- _The task_: Return, exactly, the line that contains "glove with a point." together with all lines after it to the end of the entries, and no further lines.

Position annotation records
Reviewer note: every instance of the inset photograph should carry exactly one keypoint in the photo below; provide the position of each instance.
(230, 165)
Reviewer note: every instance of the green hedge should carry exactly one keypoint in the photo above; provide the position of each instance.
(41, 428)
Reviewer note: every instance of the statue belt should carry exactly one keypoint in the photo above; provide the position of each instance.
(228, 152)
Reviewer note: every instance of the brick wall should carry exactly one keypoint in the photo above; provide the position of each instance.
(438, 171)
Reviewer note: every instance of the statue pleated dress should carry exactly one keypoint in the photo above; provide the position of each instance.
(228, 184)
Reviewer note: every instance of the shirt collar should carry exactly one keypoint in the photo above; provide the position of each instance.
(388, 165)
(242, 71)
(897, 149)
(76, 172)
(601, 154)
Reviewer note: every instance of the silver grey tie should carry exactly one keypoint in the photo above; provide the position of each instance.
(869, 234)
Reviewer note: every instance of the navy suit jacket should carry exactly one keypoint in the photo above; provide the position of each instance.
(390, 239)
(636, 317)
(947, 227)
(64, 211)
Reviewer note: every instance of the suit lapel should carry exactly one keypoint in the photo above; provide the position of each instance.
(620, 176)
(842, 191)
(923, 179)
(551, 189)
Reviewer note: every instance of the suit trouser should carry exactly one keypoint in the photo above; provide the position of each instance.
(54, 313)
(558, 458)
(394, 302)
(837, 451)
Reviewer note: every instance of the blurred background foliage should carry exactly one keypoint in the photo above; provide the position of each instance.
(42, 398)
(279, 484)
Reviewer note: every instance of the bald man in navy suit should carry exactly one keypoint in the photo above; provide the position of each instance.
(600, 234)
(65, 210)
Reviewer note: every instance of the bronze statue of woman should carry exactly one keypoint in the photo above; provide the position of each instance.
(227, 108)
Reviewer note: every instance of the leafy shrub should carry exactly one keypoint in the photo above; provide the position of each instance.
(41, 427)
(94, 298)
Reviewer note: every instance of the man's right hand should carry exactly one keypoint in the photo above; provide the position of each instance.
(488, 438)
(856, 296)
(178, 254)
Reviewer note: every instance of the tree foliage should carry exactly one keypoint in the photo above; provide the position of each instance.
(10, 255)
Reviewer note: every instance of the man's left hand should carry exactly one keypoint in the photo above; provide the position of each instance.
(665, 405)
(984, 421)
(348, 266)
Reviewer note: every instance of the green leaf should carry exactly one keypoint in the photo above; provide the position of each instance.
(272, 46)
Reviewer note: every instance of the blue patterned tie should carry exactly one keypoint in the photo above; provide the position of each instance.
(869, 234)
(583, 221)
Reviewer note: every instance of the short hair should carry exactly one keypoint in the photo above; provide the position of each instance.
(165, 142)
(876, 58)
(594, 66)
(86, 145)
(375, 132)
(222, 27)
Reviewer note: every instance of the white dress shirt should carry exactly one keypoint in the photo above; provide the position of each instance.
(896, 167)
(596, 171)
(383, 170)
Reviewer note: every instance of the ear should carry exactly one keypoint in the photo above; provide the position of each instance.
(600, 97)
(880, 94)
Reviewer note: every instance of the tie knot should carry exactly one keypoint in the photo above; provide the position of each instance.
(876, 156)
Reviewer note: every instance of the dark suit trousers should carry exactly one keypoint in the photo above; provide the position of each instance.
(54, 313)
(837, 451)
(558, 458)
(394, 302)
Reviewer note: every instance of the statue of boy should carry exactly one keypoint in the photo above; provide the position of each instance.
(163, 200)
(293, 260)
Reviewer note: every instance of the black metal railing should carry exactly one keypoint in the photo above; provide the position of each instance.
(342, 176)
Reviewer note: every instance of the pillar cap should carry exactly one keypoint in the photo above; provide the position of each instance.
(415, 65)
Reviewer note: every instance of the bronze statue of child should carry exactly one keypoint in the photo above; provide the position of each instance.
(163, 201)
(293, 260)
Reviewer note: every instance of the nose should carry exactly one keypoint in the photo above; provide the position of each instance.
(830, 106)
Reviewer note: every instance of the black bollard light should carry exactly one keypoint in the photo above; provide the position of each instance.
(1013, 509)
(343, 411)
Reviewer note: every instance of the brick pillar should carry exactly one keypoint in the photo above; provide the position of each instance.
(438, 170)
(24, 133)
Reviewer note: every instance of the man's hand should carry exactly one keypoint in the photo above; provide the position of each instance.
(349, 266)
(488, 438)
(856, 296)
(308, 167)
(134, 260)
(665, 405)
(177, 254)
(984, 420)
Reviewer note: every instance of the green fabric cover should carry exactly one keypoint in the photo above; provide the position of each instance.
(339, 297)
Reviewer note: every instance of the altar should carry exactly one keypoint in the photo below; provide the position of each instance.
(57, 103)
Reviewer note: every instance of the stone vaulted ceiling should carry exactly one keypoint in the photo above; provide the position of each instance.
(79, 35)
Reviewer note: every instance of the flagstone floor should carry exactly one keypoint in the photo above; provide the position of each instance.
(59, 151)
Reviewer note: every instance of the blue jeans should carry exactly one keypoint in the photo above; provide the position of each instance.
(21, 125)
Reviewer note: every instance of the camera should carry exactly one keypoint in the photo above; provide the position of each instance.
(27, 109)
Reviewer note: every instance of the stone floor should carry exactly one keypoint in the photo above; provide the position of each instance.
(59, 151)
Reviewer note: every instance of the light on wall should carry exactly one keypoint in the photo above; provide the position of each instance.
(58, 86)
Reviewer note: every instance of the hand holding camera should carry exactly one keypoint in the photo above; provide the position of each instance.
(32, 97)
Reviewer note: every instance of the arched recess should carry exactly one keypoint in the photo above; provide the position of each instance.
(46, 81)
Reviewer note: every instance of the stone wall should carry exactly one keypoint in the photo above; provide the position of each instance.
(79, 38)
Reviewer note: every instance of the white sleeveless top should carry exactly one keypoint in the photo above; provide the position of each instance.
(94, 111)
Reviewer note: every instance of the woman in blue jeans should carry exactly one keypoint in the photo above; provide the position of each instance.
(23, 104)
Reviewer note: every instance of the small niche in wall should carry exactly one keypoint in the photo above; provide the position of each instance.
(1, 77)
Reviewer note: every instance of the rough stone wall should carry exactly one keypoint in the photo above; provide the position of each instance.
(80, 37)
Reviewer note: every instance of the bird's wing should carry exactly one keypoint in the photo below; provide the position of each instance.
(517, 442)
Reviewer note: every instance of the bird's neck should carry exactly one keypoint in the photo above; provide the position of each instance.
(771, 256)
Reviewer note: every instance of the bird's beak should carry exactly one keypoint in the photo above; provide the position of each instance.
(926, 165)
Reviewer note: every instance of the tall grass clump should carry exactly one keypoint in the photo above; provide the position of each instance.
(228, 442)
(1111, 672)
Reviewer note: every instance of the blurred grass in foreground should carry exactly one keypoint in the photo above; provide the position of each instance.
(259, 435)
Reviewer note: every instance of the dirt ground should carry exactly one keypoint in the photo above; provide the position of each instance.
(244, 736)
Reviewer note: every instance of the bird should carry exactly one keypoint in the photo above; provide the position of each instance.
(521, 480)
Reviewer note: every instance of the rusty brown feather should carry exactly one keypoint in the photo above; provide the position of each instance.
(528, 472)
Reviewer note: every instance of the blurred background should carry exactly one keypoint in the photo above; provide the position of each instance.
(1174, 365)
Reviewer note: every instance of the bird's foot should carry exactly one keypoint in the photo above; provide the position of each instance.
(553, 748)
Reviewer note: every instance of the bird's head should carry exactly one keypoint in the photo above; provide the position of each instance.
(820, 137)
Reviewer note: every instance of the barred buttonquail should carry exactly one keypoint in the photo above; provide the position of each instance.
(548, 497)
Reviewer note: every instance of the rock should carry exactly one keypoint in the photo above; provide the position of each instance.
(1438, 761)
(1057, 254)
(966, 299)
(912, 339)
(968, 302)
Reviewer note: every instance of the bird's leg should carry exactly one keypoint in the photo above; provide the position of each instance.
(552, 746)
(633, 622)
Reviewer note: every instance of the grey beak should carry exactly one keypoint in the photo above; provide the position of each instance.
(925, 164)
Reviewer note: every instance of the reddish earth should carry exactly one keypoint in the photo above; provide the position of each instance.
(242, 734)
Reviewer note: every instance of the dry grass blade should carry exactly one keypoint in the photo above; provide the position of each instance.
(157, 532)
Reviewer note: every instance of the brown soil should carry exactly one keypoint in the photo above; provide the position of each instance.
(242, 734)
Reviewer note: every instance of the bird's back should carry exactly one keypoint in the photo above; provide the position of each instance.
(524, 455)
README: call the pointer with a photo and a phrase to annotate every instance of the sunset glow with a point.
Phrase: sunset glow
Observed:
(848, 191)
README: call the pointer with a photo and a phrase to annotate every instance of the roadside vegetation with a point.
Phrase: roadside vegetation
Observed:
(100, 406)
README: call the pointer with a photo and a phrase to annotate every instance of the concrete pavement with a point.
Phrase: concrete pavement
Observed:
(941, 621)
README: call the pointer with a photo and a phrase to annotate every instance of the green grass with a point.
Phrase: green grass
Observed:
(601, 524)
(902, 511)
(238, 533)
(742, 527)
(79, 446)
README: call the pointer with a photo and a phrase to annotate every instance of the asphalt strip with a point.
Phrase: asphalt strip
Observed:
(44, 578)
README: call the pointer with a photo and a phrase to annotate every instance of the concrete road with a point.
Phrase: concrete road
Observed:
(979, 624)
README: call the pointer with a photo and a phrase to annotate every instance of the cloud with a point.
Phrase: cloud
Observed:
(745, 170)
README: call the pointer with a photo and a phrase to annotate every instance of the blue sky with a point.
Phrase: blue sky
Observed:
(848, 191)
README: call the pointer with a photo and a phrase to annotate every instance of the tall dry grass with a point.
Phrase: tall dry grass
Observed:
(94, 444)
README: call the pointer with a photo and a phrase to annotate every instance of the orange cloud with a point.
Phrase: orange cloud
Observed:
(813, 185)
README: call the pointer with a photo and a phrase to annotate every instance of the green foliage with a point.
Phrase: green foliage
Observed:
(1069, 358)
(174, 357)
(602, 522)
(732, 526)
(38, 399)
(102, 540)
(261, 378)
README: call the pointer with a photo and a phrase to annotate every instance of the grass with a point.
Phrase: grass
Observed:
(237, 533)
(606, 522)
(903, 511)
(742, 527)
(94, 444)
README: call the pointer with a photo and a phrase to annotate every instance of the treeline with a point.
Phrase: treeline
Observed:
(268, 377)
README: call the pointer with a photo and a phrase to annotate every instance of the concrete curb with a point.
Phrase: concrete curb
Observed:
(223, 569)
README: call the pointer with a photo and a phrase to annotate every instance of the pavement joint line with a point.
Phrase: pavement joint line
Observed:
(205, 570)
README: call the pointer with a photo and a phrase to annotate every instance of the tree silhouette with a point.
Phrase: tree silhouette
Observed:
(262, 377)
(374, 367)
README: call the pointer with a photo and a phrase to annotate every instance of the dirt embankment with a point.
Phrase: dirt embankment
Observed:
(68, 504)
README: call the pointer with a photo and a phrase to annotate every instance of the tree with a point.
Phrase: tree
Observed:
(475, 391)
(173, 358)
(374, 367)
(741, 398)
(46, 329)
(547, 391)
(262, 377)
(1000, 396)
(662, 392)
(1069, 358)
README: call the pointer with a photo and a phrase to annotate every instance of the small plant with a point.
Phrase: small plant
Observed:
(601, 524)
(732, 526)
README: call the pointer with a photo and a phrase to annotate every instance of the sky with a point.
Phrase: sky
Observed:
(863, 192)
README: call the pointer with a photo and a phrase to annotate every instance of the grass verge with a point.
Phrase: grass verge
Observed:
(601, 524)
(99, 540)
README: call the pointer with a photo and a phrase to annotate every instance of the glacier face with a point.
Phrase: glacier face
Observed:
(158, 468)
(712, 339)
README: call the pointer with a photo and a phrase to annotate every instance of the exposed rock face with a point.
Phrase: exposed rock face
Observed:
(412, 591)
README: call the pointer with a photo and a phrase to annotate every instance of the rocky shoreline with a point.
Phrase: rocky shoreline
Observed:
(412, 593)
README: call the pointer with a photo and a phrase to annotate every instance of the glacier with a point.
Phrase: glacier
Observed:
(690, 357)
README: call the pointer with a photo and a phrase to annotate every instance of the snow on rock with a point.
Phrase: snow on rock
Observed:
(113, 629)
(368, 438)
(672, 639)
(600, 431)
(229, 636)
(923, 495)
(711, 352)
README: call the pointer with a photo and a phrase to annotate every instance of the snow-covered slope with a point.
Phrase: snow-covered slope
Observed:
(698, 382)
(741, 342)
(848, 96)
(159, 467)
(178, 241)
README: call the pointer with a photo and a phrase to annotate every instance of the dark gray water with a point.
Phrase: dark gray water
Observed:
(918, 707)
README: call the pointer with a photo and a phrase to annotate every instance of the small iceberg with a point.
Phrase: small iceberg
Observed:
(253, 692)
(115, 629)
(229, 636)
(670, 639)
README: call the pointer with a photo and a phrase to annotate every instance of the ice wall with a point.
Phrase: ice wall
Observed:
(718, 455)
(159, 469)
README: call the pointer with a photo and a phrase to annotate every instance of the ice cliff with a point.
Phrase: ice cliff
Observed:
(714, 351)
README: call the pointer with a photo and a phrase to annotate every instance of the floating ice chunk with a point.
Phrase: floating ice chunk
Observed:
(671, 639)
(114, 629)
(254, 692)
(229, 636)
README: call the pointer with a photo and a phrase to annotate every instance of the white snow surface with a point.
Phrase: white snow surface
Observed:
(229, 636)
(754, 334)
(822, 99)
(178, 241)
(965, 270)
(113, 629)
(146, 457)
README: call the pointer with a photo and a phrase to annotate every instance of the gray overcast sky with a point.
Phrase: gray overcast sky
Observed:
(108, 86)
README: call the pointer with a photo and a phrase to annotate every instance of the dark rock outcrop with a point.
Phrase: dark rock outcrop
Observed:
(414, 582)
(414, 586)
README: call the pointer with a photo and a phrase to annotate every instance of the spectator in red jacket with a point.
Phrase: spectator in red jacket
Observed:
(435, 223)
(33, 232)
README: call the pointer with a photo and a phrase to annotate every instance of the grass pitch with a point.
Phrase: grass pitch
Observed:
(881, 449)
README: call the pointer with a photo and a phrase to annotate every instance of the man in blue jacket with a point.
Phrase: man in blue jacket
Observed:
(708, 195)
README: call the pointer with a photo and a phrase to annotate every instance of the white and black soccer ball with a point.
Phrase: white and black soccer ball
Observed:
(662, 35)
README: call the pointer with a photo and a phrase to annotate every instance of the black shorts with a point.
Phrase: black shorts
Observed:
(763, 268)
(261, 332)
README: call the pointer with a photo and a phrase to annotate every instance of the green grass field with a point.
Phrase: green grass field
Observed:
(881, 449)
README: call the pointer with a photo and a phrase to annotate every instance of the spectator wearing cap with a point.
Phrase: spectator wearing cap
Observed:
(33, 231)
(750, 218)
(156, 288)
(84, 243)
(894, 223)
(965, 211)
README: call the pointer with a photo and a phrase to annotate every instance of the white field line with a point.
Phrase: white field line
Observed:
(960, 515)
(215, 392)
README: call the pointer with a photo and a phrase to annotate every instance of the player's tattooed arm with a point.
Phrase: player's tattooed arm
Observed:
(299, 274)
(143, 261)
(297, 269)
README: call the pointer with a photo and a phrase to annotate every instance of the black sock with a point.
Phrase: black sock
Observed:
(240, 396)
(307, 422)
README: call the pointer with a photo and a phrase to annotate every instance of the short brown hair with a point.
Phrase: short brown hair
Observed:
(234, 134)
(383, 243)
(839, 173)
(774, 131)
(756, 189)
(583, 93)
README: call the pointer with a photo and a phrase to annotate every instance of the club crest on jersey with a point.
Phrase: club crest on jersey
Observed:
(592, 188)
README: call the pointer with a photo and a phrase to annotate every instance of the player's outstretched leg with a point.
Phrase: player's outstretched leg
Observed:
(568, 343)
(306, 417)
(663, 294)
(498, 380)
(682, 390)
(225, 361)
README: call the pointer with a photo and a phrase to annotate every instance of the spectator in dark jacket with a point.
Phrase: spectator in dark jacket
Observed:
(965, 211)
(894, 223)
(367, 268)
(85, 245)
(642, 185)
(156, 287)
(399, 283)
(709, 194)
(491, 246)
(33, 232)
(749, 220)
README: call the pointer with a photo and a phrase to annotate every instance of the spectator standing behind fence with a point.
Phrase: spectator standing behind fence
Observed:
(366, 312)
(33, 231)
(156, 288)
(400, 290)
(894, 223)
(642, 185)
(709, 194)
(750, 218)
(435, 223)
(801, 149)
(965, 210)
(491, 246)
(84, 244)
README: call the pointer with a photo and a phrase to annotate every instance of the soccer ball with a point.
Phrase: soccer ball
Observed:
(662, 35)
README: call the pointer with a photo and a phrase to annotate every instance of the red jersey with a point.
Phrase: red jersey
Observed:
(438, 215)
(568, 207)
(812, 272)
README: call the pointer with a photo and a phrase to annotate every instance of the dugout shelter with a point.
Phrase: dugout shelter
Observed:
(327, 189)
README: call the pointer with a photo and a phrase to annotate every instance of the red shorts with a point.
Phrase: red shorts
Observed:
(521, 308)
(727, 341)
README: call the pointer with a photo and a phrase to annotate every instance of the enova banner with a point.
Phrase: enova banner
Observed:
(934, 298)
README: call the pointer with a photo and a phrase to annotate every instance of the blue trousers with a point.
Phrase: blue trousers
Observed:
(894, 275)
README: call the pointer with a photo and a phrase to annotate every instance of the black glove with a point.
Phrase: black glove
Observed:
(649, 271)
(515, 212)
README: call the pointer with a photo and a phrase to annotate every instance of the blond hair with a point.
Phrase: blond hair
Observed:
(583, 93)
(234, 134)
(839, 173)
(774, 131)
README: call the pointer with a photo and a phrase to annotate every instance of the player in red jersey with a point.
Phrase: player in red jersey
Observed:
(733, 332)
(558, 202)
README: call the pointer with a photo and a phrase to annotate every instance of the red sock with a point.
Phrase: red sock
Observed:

- _Answer below_:
README: call the pointer with a photo and a phrase to annotate every instance of the black glove with a point.
Phrase: black glove
Observed:
(649, 271)
(515, 212)
README: call the pointer with a photo and a phrase to annotate every instance of the blond hair with a point.
Phrase: blond hair
Observed:
(583, 93)
(234, 134)
(839, 173)
(774, 131)
README: call the pointer with a photo and a phrase to annotate every instance of the player in red jersey with a point.
Phrase: player in red jersey
Observed:
(733, 332)
(558, 202)
README: call the pointer with a photo and a phrase to annotate every instance of the red sock with a point.
Phrase: red sock
Observed:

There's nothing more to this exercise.